● Work to do: List every line in the listing below that contains the string "query", copying each one in full.

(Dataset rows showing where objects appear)
------
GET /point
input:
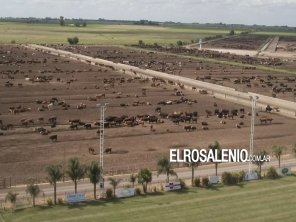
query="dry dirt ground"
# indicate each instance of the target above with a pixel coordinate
(25, 154)
(243, 79)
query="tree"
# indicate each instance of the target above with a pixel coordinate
(54, 175)
(114, 183)
(258, 162)
(294, 150)
(75, 171)
(165, 167)
(33, 190)
(133, 179)
(179, 43)
(62, 21)
(11, 197)
(73, 41)
(193, 165)
(277, 151)
(94, 175)
(216, 148)
(144, 177)
(141, 43)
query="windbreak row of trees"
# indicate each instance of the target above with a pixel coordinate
(76, 171)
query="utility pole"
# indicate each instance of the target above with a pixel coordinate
(253, 101)
(103, 107)
(200, 43)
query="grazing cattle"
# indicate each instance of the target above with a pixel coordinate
(91, 150)
(265, 120)
(53, 138)
(208, 113)
(268, 109)
(194, 120)
(52, 119)
(74, 126)
(108, 150)
(87, 126)
(193, 128)
(158, 109)
(187, 128)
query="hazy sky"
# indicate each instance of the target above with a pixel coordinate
(267, 12)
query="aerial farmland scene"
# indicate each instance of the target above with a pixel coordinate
(147, 110)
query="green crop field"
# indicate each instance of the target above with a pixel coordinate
(100, 33)
(266, 200)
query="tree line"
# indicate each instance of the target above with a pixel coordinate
(77, 171)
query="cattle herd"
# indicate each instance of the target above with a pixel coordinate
(49, 108)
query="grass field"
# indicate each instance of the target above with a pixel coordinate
(266, 200)
(100, 33)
------
● Right answer:
query="dry dirt ground"
query="tree"
query="windbreak row of trees"
query="utility pole"
query="grazing cattle"
query="hazy sky"
query="aerial farmland scene"
query="green crop field"
query="tree line"
query="cattle herd"
query="grass field"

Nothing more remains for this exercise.